• _INPUT DATA_:
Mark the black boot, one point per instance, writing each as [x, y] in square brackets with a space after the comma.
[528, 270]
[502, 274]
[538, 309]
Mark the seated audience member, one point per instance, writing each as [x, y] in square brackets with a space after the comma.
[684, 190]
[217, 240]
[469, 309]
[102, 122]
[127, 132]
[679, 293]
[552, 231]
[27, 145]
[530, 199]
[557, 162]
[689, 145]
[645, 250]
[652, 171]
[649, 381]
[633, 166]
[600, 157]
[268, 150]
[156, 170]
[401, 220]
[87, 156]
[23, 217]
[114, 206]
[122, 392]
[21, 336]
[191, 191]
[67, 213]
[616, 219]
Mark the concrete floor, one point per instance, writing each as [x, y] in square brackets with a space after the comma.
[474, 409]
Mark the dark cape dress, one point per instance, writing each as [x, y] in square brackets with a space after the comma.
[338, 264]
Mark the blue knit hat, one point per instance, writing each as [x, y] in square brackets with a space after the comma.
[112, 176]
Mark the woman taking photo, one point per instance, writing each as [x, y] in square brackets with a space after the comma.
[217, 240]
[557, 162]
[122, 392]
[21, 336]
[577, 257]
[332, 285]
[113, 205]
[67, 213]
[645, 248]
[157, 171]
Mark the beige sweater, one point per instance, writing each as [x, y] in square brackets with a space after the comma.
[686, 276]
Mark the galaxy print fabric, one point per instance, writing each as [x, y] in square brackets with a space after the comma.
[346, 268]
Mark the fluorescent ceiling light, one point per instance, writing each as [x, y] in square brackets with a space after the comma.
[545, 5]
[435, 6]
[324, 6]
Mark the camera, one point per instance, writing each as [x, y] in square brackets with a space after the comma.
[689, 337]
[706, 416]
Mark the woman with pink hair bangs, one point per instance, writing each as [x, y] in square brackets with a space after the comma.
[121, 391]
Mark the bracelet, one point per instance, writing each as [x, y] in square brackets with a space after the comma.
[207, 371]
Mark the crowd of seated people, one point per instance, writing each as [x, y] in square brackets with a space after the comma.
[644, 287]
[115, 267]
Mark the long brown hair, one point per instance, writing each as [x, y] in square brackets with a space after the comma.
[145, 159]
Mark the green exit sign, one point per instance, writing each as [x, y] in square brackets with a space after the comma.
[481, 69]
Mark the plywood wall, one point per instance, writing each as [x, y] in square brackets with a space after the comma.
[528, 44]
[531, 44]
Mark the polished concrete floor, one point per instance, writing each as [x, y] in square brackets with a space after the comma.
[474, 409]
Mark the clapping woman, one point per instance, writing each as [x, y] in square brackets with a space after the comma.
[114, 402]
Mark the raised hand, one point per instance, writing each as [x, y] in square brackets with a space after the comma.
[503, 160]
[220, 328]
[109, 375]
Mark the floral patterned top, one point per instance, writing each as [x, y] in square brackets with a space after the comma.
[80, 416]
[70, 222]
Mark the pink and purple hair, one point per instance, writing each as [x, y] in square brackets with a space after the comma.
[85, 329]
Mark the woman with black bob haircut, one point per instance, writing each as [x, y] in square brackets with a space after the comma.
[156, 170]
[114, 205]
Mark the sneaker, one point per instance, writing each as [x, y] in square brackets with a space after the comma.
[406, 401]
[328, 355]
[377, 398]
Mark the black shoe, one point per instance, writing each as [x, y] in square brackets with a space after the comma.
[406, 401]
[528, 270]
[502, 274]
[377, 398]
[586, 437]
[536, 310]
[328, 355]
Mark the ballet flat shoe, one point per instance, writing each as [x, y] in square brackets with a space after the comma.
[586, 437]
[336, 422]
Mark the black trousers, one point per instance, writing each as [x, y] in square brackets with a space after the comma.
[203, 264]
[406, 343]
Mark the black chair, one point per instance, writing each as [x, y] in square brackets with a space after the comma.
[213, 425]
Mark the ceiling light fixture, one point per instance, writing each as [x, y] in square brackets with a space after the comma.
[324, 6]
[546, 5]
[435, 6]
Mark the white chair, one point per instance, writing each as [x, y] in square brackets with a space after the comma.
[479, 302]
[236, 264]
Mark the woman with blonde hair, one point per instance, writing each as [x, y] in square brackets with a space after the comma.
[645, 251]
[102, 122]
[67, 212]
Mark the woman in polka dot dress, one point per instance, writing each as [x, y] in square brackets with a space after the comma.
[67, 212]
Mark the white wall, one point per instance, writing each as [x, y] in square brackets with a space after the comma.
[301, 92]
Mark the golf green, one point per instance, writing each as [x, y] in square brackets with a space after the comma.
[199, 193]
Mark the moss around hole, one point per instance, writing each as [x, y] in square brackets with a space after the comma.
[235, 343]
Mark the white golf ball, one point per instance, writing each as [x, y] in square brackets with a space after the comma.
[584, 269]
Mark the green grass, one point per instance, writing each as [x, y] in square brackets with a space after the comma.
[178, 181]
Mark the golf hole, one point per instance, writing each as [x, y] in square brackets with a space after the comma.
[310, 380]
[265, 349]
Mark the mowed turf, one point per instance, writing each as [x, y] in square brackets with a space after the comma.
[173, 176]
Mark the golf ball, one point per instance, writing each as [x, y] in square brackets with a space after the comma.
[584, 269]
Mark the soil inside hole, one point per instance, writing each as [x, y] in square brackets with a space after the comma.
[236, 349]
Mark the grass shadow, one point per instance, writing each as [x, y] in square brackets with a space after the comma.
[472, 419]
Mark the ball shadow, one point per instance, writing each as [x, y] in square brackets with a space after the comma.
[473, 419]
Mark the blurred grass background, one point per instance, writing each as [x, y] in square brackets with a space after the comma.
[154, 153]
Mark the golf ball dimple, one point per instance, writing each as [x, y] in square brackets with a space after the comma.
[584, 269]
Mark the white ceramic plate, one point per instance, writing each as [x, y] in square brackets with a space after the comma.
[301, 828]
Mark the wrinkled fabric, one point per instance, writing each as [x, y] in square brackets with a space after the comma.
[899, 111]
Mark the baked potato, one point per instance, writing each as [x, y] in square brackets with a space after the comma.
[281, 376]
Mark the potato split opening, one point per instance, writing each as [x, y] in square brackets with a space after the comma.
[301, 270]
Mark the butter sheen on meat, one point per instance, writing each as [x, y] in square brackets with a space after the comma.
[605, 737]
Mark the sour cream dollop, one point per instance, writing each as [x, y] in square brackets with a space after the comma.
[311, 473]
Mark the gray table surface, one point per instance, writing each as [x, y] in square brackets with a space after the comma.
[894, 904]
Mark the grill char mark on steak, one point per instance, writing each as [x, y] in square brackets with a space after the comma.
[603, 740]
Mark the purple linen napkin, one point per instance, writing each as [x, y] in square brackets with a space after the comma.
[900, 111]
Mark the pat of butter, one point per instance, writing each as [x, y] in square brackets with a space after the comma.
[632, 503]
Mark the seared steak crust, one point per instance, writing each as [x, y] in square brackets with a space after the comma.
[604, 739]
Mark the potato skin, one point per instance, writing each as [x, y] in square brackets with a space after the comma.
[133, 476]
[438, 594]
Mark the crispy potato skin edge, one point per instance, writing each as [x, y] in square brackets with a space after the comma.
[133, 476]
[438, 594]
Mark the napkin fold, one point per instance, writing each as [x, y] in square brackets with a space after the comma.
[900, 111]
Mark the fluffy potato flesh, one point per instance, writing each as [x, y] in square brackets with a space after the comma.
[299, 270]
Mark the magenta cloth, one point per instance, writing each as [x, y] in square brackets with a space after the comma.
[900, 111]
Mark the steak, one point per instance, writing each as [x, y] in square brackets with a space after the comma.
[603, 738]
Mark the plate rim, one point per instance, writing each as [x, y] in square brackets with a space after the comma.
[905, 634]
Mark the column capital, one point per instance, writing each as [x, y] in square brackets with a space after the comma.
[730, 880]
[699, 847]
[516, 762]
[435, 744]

• _EXERCISE BRIEF_: Reproduce all of the material above verbatim, line for line, from its first line through its last, with no changes.

• _RESULT OF THIS EXERCISE_:
Mark the black boot, one point per instance, writing each as [x, y] in square brackets with a space after the comma.
[528, 270]
[502, 274]
[538, 309]
Mark the seated audience member, one point per instance, writing each as [x, y] in square brackets with a space after the comma.
[684, 190]
[217, 240]
[469, 309]
[102, 122]
[127, 132]
[679, 293]
[552, 231]
[27, 145]
[530, 199]
[557, 162]
[689, 145]
[645, 250]
[652, 171]
[649, 381]
[633, 166]
[600, 157]
[268, 150]
[156, 170]
[401, 220]
[87, 156]
[23, 217]
[114, 206]
[122, 392]
[21, 336]
[191, 191]
[67, 213]
[616, 219]
Mark the concrete floor, one point per instance, writing each as [x, y] in square brackets with a space after the comma.
[474, 409]
Mark the dark cape dress, one point per instance, writing each as [x, y] in square brackets with a space after the comma.
[338, 264]
Mark the blue knit hat, one point per instance, writing each as [x, y] in square brackets with a space after the comma.
[112, 176]
Mark the woman taking photo, one point per instance, writing each as [x, y] in square brackets with a space after the comma.
[217, 240]
[557, 162]
[122, 392]
[21, 336]
[577, 257]
[332, 285]
[113, 205]
[67, 213]
[645, 248]
[157, 171]
Mark the beige sweater, one point per instance, writing each as [x, y] in square brackets with a space after the comma.
[686, 276]
Mark the galaxy print fabric, one point per instance, writing each as [x, y] in square brackets with a space after the comma.
[346, 268]
Mark the fluorescent ceiling light, one point per instance, writing each as [x, y] in square brackets with a space after the comma.
[545, 5]
[435, 6]
[324, 6]
Mark the camera, one point per instance, writing each as [x, y] in square brackets with a space after the comma.
[689, 337]
[706, 416]
Mark the woman with pink hair bangs, one point per instance, writing each as [x, y] in square brackets with a space after the comma.
[121, 391]
Mark the bracelet, one point per instance, writing each as [x, y] in square brackets with a space after the comma.
[207, 371]
Mark the crowd of seated people, one point per instance, writing each as [x, y] in square brackets with a space after the comma.
[644, 287]
[115, 267]
Mark the long brown hair, one point per instance, writing each as [x, y] in square brackets with a space after the comma.
[145, 159]
Mark the green exit sign, one point per instance, writing each as [x, y] in square brackets with a space after the comma.
[481, 69]
Mark the plywood wall, one point per instance, writing each as [x, y] in square brackets with a space after the comma.
[528, 44]
[531, 44]
Mark the polished concrete floor, one point per instance, writing each as [x, y] in square brackets with a space after the comma.
[474, 409]
Mark the clapping woman, one point per instance, writing each as [x, y] in square brackets with a space after the comma.
[114, 402]
Mark the raised hand, one point per instance, writing each as [x, y] in square brackets with a space after the comma.
[503, 160]
[220, 328]
[109, 375]
Mark the floral patterned top, one point per instance, writing each as [x, y] in square brackets with a space after the comma.
[80, 416]
[70, 222]
Mark the pink and purple hair, one point per instance, writing each as [x, y] in square brackets with a space after the comma.
[85, 329]
Mark the woman with black bob haircut, one point per instance, writing each as [x, y] in square brackets with a space after the comma.
[156, 170]
[114, 205]
Mark the sneaker, one point per instance, writing each as [x, y] in square brackets with a space after the comma.
[406, 401]
[328, 355]
[377, 398]
Mark the black shoe, one point per instance, writing each as [x, y] in square brackets with a space after the comma.
[406, 401]
[528, 270]
[502, 274]
[377, 398]
[586, 437]
[536, 310]
[328, 355]
Mark the ballet flat shoe, one point per instance, writing each as [x, y] in square brackets with a space after the comma.
[586, 437]
[336, 422]
Mark the black trousers, one point per instance, writing each as [x, y] in square brackets with a space after the comma.
[203, 264]
[406, 343]
Mark the black chair, one point per instance, writing each as [x, y] in square brackets with a space after the comma.
[213, 425]
Mark the ceiling light fixture, one point per instance, writing each as [x, y] in square brackets with a space after the comma.
[324, 6]
[546, 5]
[435, 6]
Mark the white chair, one point per instance, writing each as [x, y] in square brackets with a space after the comma.
[479, 302]
[236, 264]
Mark the woman with blonde hair, one point per instance, writing each as [x, y] in square brackets with a space after the comma.
[645, 251]
[102, 122]
[67, 212]
Mark the woman in polka dot dress, one point per instance, writing each as [x, y] in square brackets with a space after the comma.
[67, 212]
Mark the white wall, one point per instance, writing each as [x, y] in square brackets with a space after the comma.
[301, 92]
Mark the golf green, one point per instance, writing each as [x, y] in square brackets with a space after the comma.
[199, 193]
Mark the moss around hole, one point per instance, writing each as [x, y] in square brackets with a space after the comma.
[235, 343]
Mark the white golf ball, one point per instance, writing each as [x, y] in square brackets with a space after the comma.
[584, 269]
Mark the green grass, one point per instance, writing each as [x, y] in square brackets with a space after the comma.
[178, 181]
Mark the golf hole, one point per instance, writing each as [x, y] in square brackets with a space after the comma.
[310, 380]
[265, 349]
Mark the mowed turf, one point per instance, writing each as [x, y] in square brackets with a space after the comma.
[173, 176]
Mark the golf ball, one point per instance, writing each as [x, y] in square brackets with a space after the comma.
[584, 269]
Mark the soil inside hole, one point per instance, writing each as [x, y] in square brackets with a space after the comma.
[236, 349]
Mark the grass shadow, one point per instance, writing each as [x, y] in square brackets with a space after the comma.
[472, 419]
Mark the ball shadow, one point per instance, writing each as [x, y] in square brackets with a space after the comma.
[473, 419]
Mark the blurred grass background, one point per instance, writing each as [x, y] in square brackets with a space after the comma.
[154, 153]
Mark the golf ball dimple, one point per instance, writing each as [x, y] in square brackets with a space after the comma.
[584, 269]
Mark the white ceramic plate, one point per instance, writing each as [x, y] in square brackets with a space after the comma.
[301, 828]
Mark the wrinkled fabric, one point per instance, writing each as [x, y] in square brackets with a space after the comma.
[899, 111]
Mark the baked potato, one point per instance, writing each as [x, y] in square brackets with a space after the comma.
[281, 376]
Mark the potato split opening, one point per instance, writing each as [x, y] in square brackets with a space after the comma.
[301, 270]
Mark the butter sheen on meat, one point per instance, writing each as [x, y] in square brackets with a space after the comma.
[605, 737]
Mark the sour cream dollop, one point per instance, writing each as [x, y] in square brackets with a space after the comma.
[311, 473]
Mark the gray table surface, one point per instance, writing each as [x, y] in square brackets with a space after the comma.
[894, 904]
Mark the grill char mark on steak, one point per instance, writing each as [x, y] in square brackets with a space after the comma.
[603, 740]
Mark the purple linen napkin, one point per instance, writing each as [x, y] in square brackets with a space after the comma.
[900, 111]
Mark the pat of butter, one point per instance, writing each as [x, y] in square brackets with a space after the comma.
[632, 503]
Mark the seared steak crust, one point per instance, writing each as [x, y] in square brackets with a space after the comma.
[604, 739]
Mark the potato skin, one point per instance, writing each as [x, y] in square brackets with a space after the comma.
[133, 476]
[438, 594]
Mark the crispy potato skin edge, one point per instance, writing each as [x, y] in square brackets with a space after the comma.
[133, 476]
[438, 594]
Mark the napkin fold, one point per instance, writing each as [x, y] in square brackets with a space after the comma.
[900, 111]
Mark the fluffy potato flesh, one point per instance, writing each as [x, y] in square brackets with a space after the comma.
[299, 270]
Mark the magenta cloth, one point per instance, writing each as [x, y] in square brackets with a space after the comma.
[900, 111]
Mark the steak, one point per instance, writing each as [x, y] in square brackets with a space after the comma.
[603, 738]
Mark the plate rim, one point per instance, writing each as [x, y] in square brackets with a space after the comma.
[905, 634]
Mark the column capital, one point per instance, writing each as [x, y] in square brackets with a space after the comma.
[730, 880]
[699, 847]
[516, 762]
[435, 744]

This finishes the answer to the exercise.